» Exercise goal: Rewrite the material from the line containing "One point lands on each instance of the van" through the end of the material, replacing "price sign" with "price tag" and leaving everything else unchanged. Give only those lines.

» Listing:
[Begin]

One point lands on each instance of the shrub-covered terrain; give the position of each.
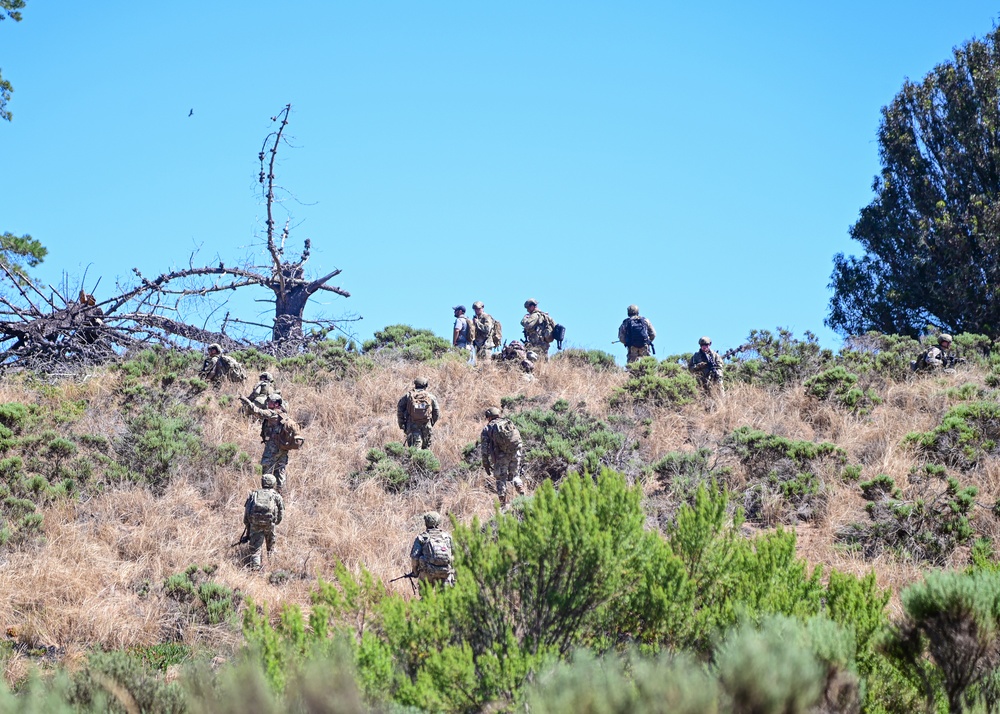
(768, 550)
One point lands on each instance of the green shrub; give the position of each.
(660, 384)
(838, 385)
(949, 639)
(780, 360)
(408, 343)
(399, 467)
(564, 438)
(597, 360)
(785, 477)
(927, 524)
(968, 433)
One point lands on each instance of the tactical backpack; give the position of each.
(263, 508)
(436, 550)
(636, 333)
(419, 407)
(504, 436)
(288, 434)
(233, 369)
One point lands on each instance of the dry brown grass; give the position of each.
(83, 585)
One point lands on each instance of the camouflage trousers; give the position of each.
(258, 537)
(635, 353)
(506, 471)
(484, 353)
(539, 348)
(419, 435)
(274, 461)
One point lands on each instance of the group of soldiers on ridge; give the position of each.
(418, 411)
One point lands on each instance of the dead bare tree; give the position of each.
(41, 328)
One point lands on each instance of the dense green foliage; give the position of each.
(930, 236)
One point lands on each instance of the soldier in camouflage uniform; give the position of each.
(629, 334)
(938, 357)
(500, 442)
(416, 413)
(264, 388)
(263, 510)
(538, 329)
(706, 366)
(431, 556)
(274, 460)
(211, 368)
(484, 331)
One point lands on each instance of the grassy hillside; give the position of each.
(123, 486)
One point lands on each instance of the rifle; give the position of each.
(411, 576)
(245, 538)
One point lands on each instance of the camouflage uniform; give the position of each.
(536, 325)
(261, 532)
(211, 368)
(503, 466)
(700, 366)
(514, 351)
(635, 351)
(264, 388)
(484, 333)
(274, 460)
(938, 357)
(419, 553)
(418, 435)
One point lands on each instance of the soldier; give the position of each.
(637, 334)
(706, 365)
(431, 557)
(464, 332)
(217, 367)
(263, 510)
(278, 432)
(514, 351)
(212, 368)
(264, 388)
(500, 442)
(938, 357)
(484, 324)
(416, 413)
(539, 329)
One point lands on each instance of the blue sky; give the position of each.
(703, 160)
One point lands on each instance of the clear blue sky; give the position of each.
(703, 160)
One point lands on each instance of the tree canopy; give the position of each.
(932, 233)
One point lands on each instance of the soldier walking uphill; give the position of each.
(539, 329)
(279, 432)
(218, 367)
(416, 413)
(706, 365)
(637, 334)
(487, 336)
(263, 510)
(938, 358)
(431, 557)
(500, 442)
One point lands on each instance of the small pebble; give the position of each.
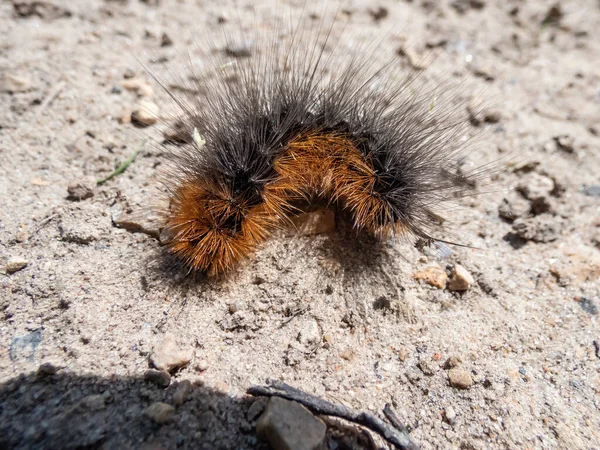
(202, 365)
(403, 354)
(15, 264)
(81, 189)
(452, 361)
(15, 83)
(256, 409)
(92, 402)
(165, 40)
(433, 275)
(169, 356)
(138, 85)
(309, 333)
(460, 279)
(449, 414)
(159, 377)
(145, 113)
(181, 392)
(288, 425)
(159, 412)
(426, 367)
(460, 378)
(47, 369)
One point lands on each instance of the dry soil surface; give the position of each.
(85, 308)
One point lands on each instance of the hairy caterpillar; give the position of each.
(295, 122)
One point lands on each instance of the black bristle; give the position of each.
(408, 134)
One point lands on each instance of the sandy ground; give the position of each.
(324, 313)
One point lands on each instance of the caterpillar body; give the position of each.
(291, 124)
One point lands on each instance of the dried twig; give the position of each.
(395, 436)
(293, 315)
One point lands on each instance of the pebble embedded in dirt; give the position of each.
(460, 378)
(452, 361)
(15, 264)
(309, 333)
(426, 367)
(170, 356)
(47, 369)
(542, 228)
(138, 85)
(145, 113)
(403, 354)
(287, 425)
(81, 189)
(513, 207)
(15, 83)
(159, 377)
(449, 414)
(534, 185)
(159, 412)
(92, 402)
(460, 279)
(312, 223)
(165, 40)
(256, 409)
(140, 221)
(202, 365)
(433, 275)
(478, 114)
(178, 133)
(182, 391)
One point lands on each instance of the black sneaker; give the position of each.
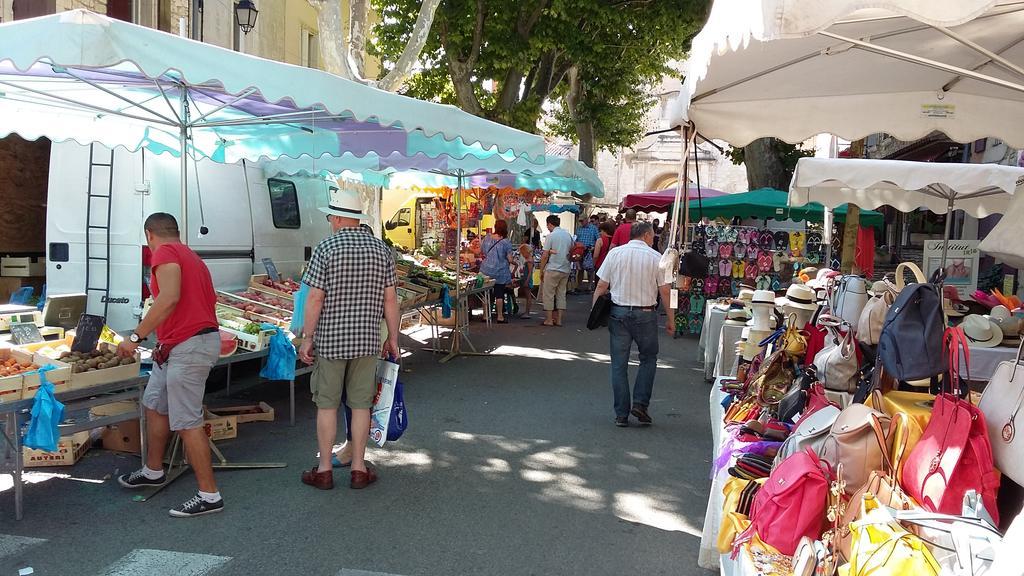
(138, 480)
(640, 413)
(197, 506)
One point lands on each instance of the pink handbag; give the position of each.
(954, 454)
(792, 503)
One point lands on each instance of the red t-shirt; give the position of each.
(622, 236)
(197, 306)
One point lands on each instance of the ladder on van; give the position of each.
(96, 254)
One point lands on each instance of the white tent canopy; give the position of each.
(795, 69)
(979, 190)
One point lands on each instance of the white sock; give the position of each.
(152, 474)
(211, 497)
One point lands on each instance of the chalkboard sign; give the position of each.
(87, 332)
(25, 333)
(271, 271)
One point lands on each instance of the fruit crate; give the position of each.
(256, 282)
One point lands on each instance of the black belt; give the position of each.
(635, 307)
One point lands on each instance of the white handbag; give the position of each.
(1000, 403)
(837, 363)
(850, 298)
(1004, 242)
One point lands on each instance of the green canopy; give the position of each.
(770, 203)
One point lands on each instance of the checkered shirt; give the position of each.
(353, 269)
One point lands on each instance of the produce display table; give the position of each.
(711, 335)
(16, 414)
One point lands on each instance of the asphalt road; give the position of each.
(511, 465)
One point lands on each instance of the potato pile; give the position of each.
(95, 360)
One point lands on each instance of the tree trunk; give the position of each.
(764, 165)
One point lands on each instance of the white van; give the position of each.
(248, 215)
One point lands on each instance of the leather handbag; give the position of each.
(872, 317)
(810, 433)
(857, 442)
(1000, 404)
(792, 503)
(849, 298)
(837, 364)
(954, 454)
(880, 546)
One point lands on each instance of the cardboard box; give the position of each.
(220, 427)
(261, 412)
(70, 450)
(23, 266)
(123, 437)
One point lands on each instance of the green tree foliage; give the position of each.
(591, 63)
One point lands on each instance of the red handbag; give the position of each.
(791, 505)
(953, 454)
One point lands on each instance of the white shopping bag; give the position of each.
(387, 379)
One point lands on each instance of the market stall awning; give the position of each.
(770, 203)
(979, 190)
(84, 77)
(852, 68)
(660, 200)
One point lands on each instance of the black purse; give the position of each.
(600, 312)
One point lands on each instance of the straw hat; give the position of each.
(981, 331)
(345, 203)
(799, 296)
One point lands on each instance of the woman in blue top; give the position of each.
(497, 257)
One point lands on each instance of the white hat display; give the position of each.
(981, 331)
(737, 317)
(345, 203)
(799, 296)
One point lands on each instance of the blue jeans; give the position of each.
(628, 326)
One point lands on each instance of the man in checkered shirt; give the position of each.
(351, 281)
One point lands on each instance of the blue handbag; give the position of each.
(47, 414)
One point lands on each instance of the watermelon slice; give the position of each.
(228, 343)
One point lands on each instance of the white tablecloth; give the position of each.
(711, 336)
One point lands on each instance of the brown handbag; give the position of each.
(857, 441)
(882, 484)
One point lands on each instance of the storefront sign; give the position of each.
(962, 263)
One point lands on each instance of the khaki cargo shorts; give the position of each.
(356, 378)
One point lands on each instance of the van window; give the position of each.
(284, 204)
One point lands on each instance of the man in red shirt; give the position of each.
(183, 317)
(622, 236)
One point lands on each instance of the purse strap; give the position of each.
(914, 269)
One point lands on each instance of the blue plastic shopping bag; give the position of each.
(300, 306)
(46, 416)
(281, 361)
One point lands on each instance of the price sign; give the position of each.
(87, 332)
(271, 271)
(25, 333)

[End]

» Reply:
One point lands on each instance of the van window; give the position of each.
(284, 204)
One point lands on each instance of the man in red shirt; give the position of each.
(183, 317)
(622, 236)
One point lands on each instance of the purse strap; give the position of each.
(914, 269)
One point lands on each instance of the blue plastic shopping bag; give the position of each.
(300, 306)
(46, 416)
(281, 361)
One point lands on each instance of the price tag; give the position of each.
(87, 332)
(271, 271)
(25, 333)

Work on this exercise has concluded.